#### What the task asks
Below are records; quote them exactly from the first line through the line that contains "Query: black jacket".

(Entries taken from a collection)
[Start of Attachment]
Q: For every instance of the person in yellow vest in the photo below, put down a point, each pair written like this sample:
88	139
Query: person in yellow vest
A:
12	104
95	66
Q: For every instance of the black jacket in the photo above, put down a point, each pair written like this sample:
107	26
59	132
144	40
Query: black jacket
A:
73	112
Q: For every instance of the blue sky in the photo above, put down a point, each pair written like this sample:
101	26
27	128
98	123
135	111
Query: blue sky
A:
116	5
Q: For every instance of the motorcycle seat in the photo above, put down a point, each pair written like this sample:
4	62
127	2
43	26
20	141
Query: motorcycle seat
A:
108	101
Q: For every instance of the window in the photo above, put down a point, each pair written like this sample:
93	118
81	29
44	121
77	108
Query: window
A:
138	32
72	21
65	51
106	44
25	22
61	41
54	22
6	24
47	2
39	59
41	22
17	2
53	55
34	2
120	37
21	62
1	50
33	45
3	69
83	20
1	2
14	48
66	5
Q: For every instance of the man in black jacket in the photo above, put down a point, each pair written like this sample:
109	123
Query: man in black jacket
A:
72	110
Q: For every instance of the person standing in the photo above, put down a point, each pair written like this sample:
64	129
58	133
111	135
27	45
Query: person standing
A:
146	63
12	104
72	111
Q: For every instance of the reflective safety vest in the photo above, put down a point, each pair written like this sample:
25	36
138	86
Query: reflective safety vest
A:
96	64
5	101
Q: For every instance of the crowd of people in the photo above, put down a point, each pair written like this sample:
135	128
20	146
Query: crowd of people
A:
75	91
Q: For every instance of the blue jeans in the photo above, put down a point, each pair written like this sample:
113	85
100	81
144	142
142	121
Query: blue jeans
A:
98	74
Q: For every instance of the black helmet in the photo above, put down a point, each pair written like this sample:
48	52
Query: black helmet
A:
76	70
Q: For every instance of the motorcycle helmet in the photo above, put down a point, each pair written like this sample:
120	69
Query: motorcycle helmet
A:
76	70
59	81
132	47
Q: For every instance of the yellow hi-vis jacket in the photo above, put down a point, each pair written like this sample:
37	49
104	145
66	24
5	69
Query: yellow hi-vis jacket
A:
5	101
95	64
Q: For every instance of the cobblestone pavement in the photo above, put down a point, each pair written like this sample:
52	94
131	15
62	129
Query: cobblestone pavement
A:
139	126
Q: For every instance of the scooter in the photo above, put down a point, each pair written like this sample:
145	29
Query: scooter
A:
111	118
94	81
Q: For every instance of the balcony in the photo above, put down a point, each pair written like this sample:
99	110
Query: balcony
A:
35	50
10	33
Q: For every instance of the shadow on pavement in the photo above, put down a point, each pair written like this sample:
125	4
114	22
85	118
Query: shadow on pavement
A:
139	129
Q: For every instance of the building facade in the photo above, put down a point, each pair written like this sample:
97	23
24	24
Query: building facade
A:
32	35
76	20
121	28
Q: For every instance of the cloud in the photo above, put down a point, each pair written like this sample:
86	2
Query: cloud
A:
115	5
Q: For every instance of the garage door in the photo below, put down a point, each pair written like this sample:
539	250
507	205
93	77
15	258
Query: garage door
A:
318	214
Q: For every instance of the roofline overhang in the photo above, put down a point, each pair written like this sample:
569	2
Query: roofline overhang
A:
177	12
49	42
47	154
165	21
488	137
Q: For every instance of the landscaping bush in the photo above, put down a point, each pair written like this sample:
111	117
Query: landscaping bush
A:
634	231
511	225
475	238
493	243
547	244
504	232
[End of Attachment]
#### Your solution
Q: For every instance of the person in yellow vest in the photo below, put down a point, each pair written like this sample:
88	139
Query: person in yellow vest
A:
12	104
95	66
Q: For every instance of the black jacket in the photo above, put down a point, each pair written like this sample:
107	26
59	132
144	40
Query: black jacket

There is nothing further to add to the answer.